# [本文抜粋]
ニホンナシから同定した新規レトロトランスポゾン

要約

ニホンナシから単離した8種類の新規レトロトランスポゾンは、約9kbpのコピア型の遺伝子配列を持ち、構造的に2種類に大別できる。蛍光 in situ ハイブリダイゼーション解析から、数十のコピーが染色体に散在する。

  • キーワード:ニホンナシ、コピア型、レトロトランスポゾン
  • 担当:果樹・茶・果樹ゲノム利用技術
  • 代表連絡先:成果情報のお問い合わせ
  • 研究所名:果樹研究所・品種育成・病害虫研究領域
  • 分類:研究成果情報

背景・ねらい

レトロトランスポゾンは、可動遺伝因子の一種であり、多くの真核生物組織のゲノム内に普遍的に存在する。トウモロコシではゲノムの80%、コムギではゲノムの90%を占めており、植物では核DNAの主要成分となっている。自分自身をRNAに複写した後、逆転写酵素によってDNAに複写されてから新たな場所に挿入することで転移する。

レトロトランスポゾンはゲノム中に散在し、コピー数が多く、また転移してゲノムに挿入された後に安定に保持されるので、ゲノムワイドなDNAマーカーを作成するための候補配列として着目されている。バラ科果樹ではこれまでリンゴで1例報告があるだけでニホンナシではほとんど情報がなかったため、新規レトロトランスポゾンを同定し全長の塩基配列を決定する。

成果の内容・特徴

  • ニホンナシ品種「巾着」のBACライブラリから、8種類の新規レトロトランスポゾンPpcrt1-Ppcrt8を同定し塩基配列を決定した。いずれも末端に長い反復配列を有するLTR型で、遺伝子の並び順からコピア型である(図1)。全長は約9kbで、その配列中には塩基の挿入や置換などの変異が観察され、GAG配列(group-specific antigen)中の142アミノ酸の欠失の有無から2つのグループに大別される。

[保存データ項目]

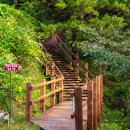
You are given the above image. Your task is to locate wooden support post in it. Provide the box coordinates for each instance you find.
[75,53,80,78]
[93,78,97,130]
[51,77,55,106]
[45,64,48,76]
[26,83,32,122]
[51,61,55,77]
[87,81,94,130]
[75,87,83,130]
[40,80,46,113]
[59,76,64,102]
[84,63,88,81]
[96,76,101,123]
[100,75,103,114]
[69,47,73,66]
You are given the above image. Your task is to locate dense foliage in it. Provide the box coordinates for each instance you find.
[21,0,130,130]
[0,0,130,130]
[0,4,43,108]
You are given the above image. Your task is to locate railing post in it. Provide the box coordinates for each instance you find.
[93,78,97,130]
[45,64,48,76]
[51,61,55,77]
[69,47,73,66]
[87,81,94,130]
[84,63,88,81]
[96,75,101,123]
[40,80,46,113]
[51,77,55,106]
[59,76,64,102]
[26,83,32,122]
[100,75,103,114]
[75,53,80,78]
[75,87,83,130]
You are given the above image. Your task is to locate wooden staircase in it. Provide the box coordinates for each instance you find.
[45,44,87,101]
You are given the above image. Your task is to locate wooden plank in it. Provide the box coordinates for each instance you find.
[32,77,64,90]
[84,63,88,81]
[26,83,32,122]
[59,77,64,102]
[100,75,103,114]
[51,77,55,106]
[40,80,46,113]
[96,76,101,123]
[75,87,83,130]
[93,78,97,130]
[30,87,64,104]
[87,82,93,130]
[31,102,75,130]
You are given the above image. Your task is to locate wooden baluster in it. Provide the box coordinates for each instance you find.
[69,47,73,66]
[87,81,93,130]
[45,63,48,76]
[93,78,97,130]
[100,75,103,114]
[26,83,32,122]
[96,76,101,123]
[75,53,80,79]
[51,77,55,106]
[40,80,46,113]
[51,61,55,77]
[59,76,64,102]
[75,87,83,130]
[84,63,88,81]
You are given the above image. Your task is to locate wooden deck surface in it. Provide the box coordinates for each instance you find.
[31,101,87,130]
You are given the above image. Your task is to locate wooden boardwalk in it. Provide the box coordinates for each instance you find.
[31,101,87,130]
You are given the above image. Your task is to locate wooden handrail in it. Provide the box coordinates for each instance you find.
[71,75,103,130]
[26,77,64,122]
[30,87,64,104]
[53,34,94,78]
[31,77,64,90]
[57,39,90,81]
[42,45,63,78]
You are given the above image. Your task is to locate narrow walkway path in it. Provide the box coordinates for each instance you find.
[32,101,87,130]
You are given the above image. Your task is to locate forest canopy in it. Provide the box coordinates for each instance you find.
[0,0,130,130]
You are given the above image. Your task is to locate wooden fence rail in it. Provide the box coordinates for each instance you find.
[71,75,103,130]
[26,77,64,122]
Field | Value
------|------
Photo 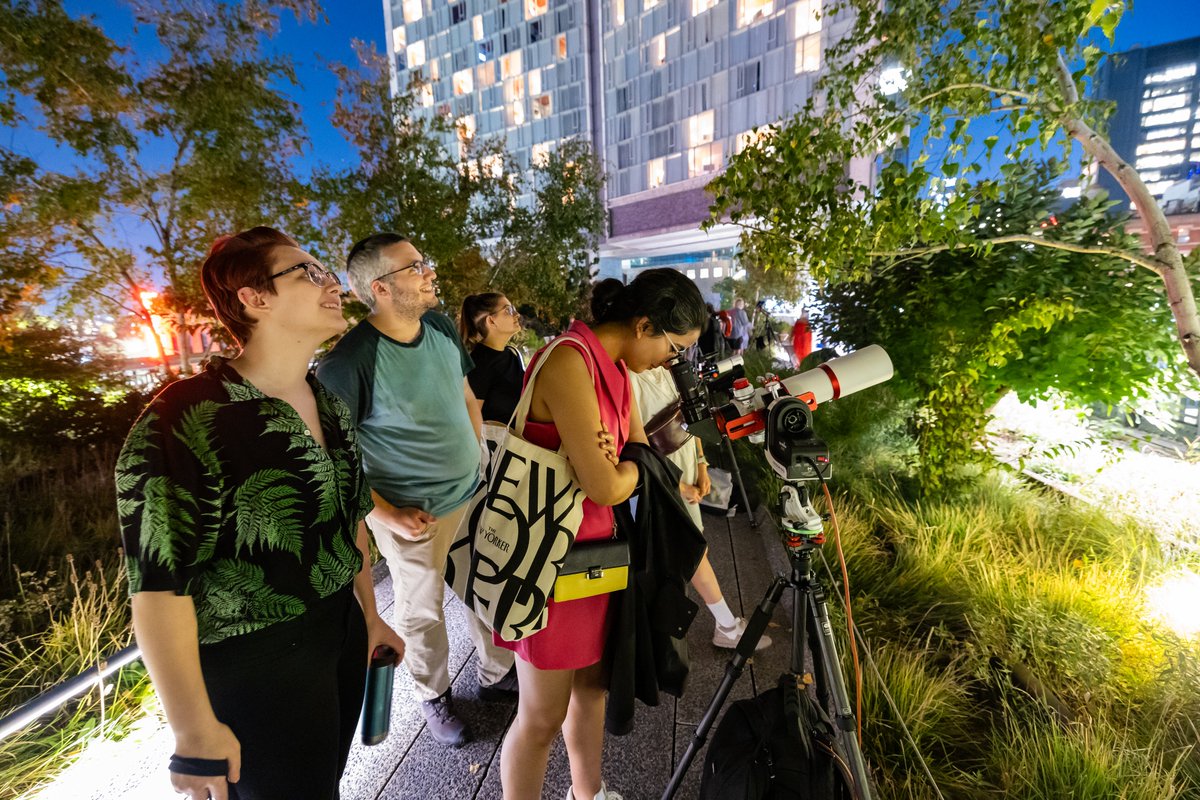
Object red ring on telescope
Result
[817,363,841,399]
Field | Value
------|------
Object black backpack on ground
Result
[700,674,856,800]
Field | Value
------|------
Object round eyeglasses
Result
[268,261,342,289]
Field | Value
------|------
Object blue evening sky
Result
[8,0,1200,172]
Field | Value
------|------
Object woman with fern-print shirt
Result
[116,228,404,800]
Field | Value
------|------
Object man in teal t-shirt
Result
[317,234,516,746]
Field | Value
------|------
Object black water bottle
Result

# [解くべき問題]
[a] ニホンナシのレトロトランスポゾンに関する文章でキーワードとして挙げられている語を、すべて書き出せ。
[b] ニホンナシのレトロトランスポゾンに関する文章によると、新規レトロトランスポゾンはどの品種のBACライブラリから同定されたか。
[c] ニホンナシのレトロトランスポゾンに関する文章を、最後の文の後から書き継げ。

# [解答]
[a] ニホンナシ、コピア型、レトロトランスポゾンの三つである。

[b] ニホンナシ品種「巾着」のBACライブラリから同定された。

[c]
  • 得られたニホンナシのレトロトランスポゾンは、遺伝子配列の相同性から、イネのRIRE1やコムギのBARE-1と近縁である。
  • 蛍光 in situ ハイブリダイゼーション(fluorescence in situ hybridization, FISH)(図2)とゲノミックサザン分析(データ省略)によるゲノム中のコピー数と存在位置の解析から、数十のレトロトランスポゾンが多くの染色体に散在する。

成果の活用面・留意点

  • ニホンナシから同定した8種類のレトロトランスポゾンの塩基配列情報は、公的遺伝子データベースに登録済みである(アクセッション番号:AB550651-AB550658)。
  • レトロトランスポゾンの塩基配列情報をもとに、ゲノムワイドなDNAマーカーを作成し、より高密度な連鎖地図作成に供することが可能である。
  • レトロトランスポゾンの塩基配列情報をもとに、ナシ品種判別用のDNAマーカーを作成することが可能である。

具体的データ

図1.ニホンナシから同定した8種類のコピア型レトロトランスポゾン(Ppcrt1-Ppcrt8)の構造模式図.LTR: long terminal repeat、GAG: group-specific antigen, AP:プロテアーゼ、IN:インテグラーゼ、RT:逆転写酵素、RH: RNase Hを示す。Ppcrt2の5’LTR領域には約2.2kbpの挿入が存在する。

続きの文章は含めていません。